WRITTEN EXERCISE 1: Copy the part of the book review from "The way Pines" up to and including "the same time." word for word.

Saturday, November 03, 2012

DIVINE Madness by Paul Pines

DIVINE Madness by Paul Pines

New York: Marsh Hawk Press, 2012

Pages: 64

Cover: Paperback

Price: 15.00

Reviewed by Pam Rosenblatt

With a beautiful, colorful, abstract cover painting by Douglas Leichter, Paul Pines’ DIVINE Madness deals with a lot of things: religion, mythological figures, death, life, communication and of course mental illness, etc. His book is divided into three sections: Book 1: The Serpent In the Bird, Book 2: The Absent One, and Book 3: Who Knows The Knower.

In Book One:The Serpent In the Bird, Pines reveals his intentions for the 64 page trilogy in his first poem, “1 ● It’s not about us”.He suggests what we as readers should expect to discover throughout in DIVINE Madness:

It’s not about us

but what

connects us

a world

forged of links

the parrot’s beak

in the lion’s jaw

divine madness

encrypting our sleep

like Puritans sniffing out

God’s fingerprints

messages born again

and again from the rubble

of our assumptions

what we listen for

as if decoding

the depth

of diamond

or entering a winter landscape

suddenly don’t know

what we thought

until a child


for a moment lost

reappears full grown

to tell us

we need not

fear death

if touched by

the consciousness

of the gods

in men

Pines has introduced gently introduced us to DIVINE Madness. He begins with “It’s not about us/but what/connects us” and ends his poem “1 ● It’s not about us”with his advice that “we need not/fear death//if touched by/the conscious/of the gods/in men”.

Pines suggests that like the mythological serpent who lives inside of the bird (as the first section’s title reads), there are “gods [whose ‘consciousness’ lives] in men”.Some psychiatrists would call this mental illness. And since this book is titled DIVINE Madness, the readers may think so also.

As George Economou blurbs on Pines’ book’s back cover, “With extraordinary daring and inspiration, Paul Pines has dedicated the art he has exquisitely crafted for a lifetime to the service of the divine madness that has always distinguished poetry from mere writing.” He also comments on how Pines “captures the universal analogy anew by ‘connecting us to the consciousness of the gods in men’ …. ”

The way Pines writes about this ‘divine madness” is intriguing,after all perhaps this contact with “the gods” is a gift, or - better yet - maybe it’s mental telepathy. Whichever Pines is implying, the analogies/metaphors are there.

Throughout civilization, there have been myths and legends about serpents being powerful, evil, and frightening to humans. Now, in 2012, Pines suggests that, like The Serpent in the Bird, there are “gods” inside the minds of men. How creativeand brilliant, yet how disconcerting at the same time.

DIVINE Madness is filled with metaphors, vivid imagery, and has a pretty consistent experimental structure. While an abstract poet, he uses similar themes with different twists throughout his book. One topic often written about is birds, especially in Book Two: THE ABSENT ONE. His love for these feathered friends can be seen in “20 ● Did Audubon”:

Did Audubon

In the woods around Natchez

think of birds

as aspects of

his inner landscape

a mockingbird

in the marsh

the secretive

part of himself

the pileated woodpecker

his relentlessness

and what of

the thrush

whose song

bends the spectrum

filling the pine grove

of his heart?

DATA FOR THIS EXERCISE:
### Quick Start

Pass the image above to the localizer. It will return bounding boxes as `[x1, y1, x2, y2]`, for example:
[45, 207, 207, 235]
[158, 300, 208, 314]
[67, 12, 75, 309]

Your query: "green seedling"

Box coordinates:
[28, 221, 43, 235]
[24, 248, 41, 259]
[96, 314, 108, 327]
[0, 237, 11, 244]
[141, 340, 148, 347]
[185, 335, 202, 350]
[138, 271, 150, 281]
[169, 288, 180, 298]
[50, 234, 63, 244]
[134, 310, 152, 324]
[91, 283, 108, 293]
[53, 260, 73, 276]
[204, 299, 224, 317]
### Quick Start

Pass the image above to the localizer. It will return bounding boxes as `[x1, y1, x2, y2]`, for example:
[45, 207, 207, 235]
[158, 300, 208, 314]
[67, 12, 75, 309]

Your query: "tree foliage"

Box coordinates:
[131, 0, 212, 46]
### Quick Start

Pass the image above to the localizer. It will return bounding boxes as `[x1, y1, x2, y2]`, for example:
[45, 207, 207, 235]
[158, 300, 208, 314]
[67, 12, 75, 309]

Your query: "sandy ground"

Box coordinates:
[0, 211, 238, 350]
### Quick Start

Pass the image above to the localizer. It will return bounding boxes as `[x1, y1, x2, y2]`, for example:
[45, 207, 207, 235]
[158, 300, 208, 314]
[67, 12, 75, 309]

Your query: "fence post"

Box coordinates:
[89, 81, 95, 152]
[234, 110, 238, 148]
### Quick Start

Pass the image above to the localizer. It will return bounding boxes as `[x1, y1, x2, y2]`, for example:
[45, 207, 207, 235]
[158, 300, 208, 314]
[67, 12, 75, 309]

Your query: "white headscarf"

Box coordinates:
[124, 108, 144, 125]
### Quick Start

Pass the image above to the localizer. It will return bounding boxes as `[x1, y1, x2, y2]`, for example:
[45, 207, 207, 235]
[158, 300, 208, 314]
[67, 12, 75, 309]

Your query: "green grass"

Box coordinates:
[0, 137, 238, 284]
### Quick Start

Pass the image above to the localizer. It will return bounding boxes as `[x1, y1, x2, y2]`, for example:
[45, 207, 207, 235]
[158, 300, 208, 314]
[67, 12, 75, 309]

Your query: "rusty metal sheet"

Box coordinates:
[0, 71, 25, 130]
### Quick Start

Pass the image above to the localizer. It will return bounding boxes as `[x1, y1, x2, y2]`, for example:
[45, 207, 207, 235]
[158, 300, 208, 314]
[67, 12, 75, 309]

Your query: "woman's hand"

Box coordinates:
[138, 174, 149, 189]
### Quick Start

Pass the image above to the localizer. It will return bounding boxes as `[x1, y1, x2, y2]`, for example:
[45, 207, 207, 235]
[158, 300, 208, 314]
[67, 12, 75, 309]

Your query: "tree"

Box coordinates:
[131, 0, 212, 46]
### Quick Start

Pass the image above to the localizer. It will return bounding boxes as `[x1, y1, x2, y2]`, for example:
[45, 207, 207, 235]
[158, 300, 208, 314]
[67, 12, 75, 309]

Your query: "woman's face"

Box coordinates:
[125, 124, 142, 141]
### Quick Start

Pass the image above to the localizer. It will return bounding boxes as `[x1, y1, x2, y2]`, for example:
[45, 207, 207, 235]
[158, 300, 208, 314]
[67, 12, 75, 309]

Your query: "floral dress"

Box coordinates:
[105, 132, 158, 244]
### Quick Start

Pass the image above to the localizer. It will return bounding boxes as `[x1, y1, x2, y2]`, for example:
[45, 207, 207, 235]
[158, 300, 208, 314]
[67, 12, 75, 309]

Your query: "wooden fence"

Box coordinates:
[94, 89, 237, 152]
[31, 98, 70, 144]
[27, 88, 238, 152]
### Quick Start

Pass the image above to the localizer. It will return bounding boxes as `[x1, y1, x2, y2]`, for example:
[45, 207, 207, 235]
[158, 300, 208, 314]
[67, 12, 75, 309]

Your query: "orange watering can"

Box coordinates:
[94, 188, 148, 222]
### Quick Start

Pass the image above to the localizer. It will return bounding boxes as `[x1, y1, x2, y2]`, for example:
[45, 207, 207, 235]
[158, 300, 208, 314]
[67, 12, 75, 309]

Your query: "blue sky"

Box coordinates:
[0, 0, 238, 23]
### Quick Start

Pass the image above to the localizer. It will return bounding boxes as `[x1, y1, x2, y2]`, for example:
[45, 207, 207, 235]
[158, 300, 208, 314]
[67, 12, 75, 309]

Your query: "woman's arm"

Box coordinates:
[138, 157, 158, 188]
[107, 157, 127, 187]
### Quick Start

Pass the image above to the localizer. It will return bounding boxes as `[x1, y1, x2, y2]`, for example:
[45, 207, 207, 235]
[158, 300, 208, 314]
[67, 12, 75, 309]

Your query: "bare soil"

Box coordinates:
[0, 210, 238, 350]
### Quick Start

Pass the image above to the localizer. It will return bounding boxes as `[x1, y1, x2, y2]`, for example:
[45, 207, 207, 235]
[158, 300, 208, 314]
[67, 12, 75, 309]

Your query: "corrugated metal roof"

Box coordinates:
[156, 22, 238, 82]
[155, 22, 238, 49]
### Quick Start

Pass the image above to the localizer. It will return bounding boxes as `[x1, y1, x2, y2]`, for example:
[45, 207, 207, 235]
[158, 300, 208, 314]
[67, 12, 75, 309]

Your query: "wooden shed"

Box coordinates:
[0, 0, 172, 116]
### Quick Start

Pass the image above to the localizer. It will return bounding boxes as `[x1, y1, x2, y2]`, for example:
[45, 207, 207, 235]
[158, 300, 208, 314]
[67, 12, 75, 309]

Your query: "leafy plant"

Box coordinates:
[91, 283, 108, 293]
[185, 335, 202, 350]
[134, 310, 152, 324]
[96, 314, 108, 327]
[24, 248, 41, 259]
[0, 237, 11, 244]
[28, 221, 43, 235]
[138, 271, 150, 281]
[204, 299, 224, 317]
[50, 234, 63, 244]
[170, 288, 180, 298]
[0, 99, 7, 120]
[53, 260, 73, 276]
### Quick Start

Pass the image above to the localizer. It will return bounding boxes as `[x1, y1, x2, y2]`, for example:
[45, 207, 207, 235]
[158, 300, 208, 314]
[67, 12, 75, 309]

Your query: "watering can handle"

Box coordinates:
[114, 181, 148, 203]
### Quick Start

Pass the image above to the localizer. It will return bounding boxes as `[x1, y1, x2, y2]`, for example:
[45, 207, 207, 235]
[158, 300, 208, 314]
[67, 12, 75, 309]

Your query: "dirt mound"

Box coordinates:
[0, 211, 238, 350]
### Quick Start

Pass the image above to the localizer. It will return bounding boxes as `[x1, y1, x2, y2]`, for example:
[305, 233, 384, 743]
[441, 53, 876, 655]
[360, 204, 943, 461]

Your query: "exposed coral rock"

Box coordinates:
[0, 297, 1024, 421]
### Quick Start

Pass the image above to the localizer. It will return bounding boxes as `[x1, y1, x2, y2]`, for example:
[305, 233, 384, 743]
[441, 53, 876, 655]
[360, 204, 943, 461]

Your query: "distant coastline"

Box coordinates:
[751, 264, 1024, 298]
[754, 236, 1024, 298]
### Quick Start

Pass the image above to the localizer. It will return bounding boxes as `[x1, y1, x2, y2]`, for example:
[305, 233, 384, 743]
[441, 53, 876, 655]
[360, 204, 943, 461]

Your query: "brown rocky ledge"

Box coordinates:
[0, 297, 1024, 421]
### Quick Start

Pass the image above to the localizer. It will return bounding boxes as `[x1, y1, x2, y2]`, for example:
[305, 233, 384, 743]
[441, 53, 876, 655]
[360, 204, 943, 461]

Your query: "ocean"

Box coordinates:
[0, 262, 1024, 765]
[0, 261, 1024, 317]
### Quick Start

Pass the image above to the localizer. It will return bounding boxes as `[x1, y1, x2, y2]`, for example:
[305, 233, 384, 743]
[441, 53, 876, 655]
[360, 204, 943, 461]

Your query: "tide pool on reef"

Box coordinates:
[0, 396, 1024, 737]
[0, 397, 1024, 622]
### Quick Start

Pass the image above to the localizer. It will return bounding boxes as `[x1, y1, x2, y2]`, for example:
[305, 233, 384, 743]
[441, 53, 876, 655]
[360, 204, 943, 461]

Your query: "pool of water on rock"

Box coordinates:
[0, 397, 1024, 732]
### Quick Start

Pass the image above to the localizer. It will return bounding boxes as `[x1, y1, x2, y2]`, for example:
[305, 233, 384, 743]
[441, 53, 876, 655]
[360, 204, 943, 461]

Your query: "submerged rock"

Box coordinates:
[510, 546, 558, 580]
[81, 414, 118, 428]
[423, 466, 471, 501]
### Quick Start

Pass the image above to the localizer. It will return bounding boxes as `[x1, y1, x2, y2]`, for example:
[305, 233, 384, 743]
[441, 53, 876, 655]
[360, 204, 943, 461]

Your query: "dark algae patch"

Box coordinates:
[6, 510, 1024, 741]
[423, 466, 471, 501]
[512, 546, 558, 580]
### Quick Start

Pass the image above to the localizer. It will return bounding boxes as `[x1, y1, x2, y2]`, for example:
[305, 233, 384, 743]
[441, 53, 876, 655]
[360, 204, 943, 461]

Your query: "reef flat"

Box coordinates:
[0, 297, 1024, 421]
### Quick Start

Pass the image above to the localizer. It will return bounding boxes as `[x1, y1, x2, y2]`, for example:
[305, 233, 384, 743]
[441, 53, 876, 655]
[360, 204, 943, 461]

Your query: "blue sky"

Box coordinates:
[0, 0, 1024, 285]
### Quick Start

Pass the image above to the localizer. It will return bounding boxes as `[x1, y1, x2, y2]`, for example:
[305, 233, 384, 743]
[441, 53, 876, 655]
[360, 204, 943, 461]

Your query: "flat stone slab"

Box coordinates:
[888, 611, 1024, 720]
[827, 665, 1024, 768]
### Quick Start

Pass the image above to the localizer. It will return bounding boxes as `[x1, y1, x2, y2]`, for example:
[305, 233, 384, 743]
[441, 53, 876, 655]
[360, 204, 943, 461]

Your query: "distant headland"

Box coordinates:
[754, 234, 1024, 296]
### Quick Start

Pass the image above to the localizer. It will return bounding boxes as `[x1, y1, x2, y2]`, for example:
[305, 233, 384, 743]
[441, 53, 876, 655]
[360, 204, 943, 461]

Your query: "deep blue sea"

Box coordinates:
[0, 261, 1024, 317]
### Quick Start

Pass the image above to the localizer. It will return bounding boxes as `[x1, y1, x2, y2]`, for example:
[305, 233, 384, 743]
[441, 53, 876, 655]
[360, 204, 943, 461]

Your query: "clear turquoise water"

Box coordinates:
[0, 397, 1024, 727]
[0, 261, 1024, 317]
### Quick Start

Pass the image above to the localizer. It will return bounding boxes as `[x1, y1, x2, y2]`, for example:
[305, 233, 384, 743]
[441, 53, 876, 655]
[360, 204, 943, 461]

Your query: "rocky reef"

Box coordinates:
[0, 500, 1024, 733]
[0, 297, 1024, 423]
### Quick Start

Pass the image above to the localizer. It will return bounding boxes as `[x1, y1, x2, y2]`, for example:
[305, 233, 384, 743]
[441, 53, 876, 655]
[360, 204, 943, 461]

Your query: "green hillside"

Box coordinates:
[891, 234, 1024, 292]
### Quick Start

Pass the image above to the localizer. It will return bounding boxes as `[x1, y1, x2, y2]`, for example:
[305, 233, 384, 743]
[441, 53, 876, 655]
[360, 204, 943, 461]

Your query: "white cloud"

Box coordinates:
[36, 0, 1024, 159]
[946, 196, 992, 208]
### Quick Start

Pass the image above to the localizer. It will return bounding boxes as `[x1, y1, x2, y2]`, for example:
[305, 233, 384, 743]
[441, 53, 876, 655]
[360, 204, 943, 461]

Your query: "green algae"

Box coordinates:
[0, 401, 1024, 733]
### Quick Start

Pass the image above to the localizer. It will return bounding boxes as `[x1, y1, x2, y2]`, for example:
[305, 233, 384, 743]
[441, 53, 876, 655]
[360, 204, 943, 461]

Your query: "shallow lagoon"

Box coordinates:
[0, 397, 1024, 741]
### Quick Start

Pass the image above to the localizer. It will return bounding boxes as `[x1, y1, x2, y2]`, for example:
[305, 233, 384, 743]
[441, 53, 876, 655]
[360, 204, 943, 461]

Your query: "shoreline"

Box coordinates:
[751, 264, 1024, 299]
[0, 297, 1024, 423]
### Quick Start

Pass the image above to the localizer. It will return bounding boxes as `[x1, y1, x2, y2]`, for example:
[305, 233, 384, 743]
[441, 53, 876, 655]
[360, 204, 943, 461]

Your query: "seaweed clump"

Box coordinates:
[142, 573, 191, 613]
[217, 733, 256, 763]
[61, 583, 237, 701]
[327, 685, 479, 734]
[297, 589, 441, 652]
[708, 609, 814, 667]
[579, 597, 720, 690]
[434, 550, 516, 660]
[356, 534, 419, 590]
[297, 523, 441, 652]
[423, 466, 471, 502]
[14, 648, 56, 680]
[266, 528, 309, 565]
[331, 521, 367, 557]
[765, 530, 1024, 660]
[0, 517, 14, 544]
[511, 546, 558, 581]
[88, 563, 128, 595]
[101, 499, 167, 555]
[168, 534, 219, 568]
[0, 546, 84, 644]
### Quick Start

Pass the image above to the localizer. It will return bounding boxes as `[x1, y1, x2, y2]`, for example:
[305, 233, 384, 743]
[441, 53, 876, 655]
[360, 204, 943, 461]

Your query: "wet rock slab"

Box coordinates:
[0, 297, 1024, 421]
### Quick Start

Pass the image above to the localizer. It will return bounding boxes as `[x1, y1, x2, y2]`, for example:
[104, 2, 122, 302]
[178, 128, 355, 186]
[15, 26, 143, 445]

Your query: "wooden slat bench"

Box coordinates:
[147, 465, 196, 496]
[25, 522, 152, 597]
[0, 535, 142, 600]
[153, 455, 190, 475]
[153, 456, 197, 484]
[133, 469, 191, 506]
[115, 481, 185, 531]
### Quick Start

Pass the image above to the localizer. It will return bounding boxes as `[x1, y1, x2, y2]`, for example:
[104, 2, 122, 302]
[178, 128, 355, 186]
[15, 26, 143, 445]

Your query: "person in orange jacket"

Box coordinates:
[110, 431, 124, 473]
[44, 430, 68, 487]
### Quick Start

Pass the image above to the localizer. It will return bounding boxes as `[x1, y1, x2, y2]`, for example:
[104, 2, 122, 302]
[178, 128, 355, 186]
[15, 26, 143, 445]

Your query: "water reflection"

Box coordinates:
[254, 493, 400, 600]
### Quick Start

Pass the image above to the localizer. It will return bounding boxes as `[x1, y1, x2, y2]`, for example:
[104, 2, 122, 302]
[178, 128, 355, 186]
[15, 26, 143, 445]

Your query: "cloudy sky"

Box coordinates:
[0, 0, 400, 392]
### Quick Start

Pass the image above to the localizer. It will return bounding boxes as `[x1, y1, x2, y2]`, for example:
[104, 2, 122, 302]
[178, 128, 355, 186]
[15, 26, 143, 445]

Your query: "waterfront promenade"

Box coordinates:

WRITTEN EXERCISE 2: Rewrite the records from their start up to and including the line with "[124, 108, 144, 125]", requests included, and output only those lines. Scale every box coordinate in the answers by 0.6 and round to whole numbers, halves up.

TASK OUTPUT 1:
The way Pines writes about this ‘divine madness” is intriguing,after all perhaps this contact with “the gods” is a gift, or - better yet - maybe it’s mental telepathy. Whichever Pines is implying, the analogies/metaphors are there.

Throughout civilization, there have been myths and legends about serpents being powerful, evil, and frightening to humans. Now, in 2012, Pines suggests that, like The Serpent in the Bird, there are “gods” inside the minds of men. How creativeand brilliant, yet how disconcerting at the same time.

TASK OUTPUT 2:
### Quick Start

Pass the image above to the localizer. It will return bounding boxes as `[x1, y1, x2, y2]`, for example:
[45, 207, 207, 235]
[158, 300, 208, 314]
[67, 12, 75, 309]

Your query: "green seedling"

Box coordinates:
[17, 133, 26, 141]
[14, 149, 25, 155]
[58, 188, 65, 196]
[0, 142, 7, 146]
[85, 204, 89, 208]
[111, 201, 121, 210]
[83, 163, 90, 169]
[101, 173, 108, 179]
[30, 140, 38, 146]
[80, 186, 91, 194]
[55, 170, 65, 176]
[32, 156, 44, 166]
[122, 179, 134, 190]
### Quick Start

Pass the image above to the localizer. It will return bounding boxes as `[x1, y1, x2, y2]`, for example:
[45, 207, 207, 235]
[158, 300, 208, 314]
[67, 12, 75, 309]

Your query: "tree foliage"

Box coordinates:
[79, 0, 127, 28]
### Quick Start

Pass the image above to the localizer. It will return bounding boxes as `[x1, y1, x2, y2]`, for example:
[45, 207, 207, 235]
[158, 300, 208, 314]
[67, 12, 75, 309]

Your query: "sandy ground"

Box coordinates:
[0, 127, 143, 210]
### Quick Start

Pass the image above to the localizer. It will return bounding boxes as `[x1, y1, x2, y2]`, for example:
[45, 207, 207, 235]
[158, 300, 208, 314]
[67, 12, 75, 309]

Your query: "fence post"

Box coordinates:
[53, 49, 57, 91]
[140, 66, 143, 89]
### Quick Start

Pass the image above to the localizer. It will return bounding boxes as `[x1, y1, x2, y2]`, for example:
[45, 207, 207, 235]
[158, 300, 208, 314]
[67, 12, 75, 309]

Your query: "white headscarf"

Box coordinates:
[74, 65, 86, 75]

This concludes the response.